(Dataset records)

§

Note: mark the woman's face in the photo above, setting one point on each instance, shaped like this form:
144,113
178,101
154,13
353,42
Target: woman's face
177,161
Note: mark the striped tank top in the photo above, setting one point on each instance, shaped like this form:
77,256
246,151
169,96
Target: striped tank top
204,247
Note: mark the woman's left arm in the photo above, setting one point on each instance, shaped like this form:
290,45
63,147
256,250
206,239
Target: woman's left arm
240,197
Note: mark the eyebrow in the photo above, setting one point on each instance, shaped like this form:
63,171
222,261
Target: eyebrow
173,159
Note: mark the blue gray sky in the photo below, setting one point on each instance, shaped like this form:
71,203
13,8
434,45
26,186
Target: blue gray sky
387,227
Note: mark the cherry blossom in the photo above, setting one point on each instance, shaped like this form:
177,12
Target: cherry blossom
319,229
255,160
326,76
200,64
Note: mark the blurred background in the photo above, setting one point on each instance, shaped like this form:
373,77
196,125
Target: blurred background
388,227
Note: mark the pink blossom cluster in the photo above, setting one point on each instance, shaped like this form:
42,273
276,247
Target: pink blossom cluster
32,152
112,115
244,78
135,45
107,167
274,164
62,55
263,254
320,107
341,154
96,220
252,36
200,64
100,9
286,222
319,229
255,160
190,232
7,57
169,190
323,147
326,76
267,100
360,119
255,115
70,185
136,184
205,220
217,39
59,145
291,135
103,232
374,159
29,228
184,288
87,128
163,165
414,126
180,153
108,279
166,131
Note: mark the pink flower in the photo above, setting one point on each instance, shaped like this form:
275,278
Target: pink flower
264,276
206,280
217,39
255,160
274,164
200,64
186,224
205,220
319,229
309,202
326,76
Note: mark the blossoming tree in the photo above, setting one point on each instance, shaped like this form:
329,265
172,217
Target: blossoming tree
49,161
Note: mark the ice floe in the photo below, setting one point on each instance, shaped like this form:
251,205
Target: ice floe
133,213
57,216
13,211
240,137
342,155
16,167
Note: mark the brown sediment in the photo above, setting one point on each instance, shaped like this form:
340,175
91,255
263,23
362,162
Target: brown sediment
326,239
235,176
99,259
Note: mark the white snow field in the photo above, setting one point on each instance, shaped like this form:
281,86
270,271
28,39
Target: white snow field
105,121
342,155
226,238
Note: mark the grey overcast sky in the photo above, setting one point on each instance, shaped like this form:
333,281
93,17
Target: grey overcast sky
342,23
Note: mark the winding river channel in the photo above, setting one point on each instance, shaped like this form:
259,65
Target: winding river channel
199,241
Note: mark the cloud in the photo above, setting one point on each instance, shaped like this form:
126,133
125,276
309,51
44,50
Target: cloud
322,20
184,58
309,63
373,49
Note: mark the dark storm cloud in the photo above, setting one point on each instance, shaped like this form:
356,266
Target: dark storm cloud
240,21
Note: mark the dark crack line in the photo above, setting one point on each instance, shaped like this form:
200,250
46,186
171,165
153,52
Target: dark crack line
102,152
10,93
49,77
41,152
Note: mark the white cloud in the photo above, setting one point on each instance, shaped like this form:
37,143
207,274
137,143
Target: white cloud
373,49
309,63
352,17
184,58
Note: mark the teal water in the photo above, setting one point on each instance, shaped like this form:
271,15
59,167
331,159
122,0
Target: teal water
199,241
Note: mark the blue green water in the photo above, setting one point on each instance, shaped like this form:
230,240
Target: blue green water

§

_What to do_.
Retype the data. Every line must match the original exactly.

_Exercise answer_.
Note: mark the woman's face in the photo above, setting one point on each instance, shaped like this form:
144,113
178,101
154,13
353,42
Target: woman's face
177,161
Note: mark the striped tank top in the photo above, setting one point on each instance, shaped like this form:
77,256
246,151
169,96
Target: striped tank top
204,247
Note: mark the woman's left arm in the photo above, setting one point on each instance, shaped like this form:
290,45
63,147
256,250
206,239
Target: woman's left arm
240,197
Note: mark the eyebrow in the photo above, setting one point on each instance, shaped like this form:
63,171
222,261
Target: eyebrow
173,159
Note: mark the blue gray sky in the photo below, setting one point on each instance, shaped like this form:
71,203
13,8
434,45
26,186
Target: blue gray sky
387,227
Note: mark the cherry blossom in the photo above, setting one point on each instance, shaped like this form:
177,12
Target: cherry blossom
319,229
255,160
326,76
200,64
Note: mark the blurred background in the photo above, setting one point on each instance, shaped like this form:
373,77
196,125
Target: blurred background
388,227
Note: mark the pink blossom cluster in the photo above, setting one point on each instance, shaped like this form:
42,273
276,247
Target: pink blossom cluster
32,152
112,115
244,78
135,45
107,167
274,164
62,55
263,254
320,107
341,154
96,220
252,36
200,64
100,9
286,222
319,229
255,160
190,232
7,57
169,190
323,147
326,76
267,100
360,119
255,115
70,185
136,184
205,220
217,39
59,145
291,135
103,232
374,159
29,228
184,288
87,128
163,165
414,126
180,153
108,279
166,131
Note: mark the pink flower in the photo above, setting one point on each instance, shaped like this form:
275,278
Target: pink flower
264,276
206,280
217,39
255,160
274,164
200,64
186,224
205,220
319,229
309,202
326,76
Note: mark the blossoming tree in the photo above, setting one point on each instance, shaped like this form:
329,265
172,217
Target: blossoming tree
49,161
Note: mark the ice floe in the photo below, setting one point on each instance, shaped like this form:
251,205
Target: ice floe
133,213
57,216
13,211
240,137
342,155
16,167
Note: mark the brown sediment in the photo above, setting one point on each instance, shaped like this form:
340,175
91,255
263,23
362,162
Target: brown sediment
326,239
235,176
99,259
Note: mark the white snow field in the photo above, setting one point on each instance, shaped like this form:
281,86
270,271
28,39
Target: white snow field
105,121
342,155
226,238
Note: mark the grey overcast sky in the photo above, setting one point on each instance, shaped like this form:
333,281
93,17
Target: grey overcast sky
342,23
Note: mark the winding river channel in the photo above, setting one point on each instance, shaped like this form:
259,65
Target: winding river channel
199,241
Note: mark the cloud in the photo above, setting one point on each instance, shaped like this form:
126,133
125,276
309,51
44,50
Target: cloud
322,20
184,58
309,63
373,49
Note: mark the dark storm cloud in the photo above, setting one point on each instance, shaped like this form:
356,266
Target: dark storm cloud
240,21
Note: mark the dark crack line in the photo above, setting one point on each instance, shaped like this form:
200,250
46,186
171,165
153,52
Target: dark crack line
102,152
10,93
49,77
41,152
Note: mark the white cloud in the photo above, setting one point on each instance, shaped like this form:
37,143
207,274
137,143
Target: white cloud
373,49
309,63
352,17
184,58
Note: mark the teal water in the photo above, setting one point on each instance, shaped like this form:
271,15
59,167
331,159
122,0
Target: teal water
199,241
Note: mark the blue green water in the photo above, setting one point on each instance, shaped like this form:
230,240
Target: blue green water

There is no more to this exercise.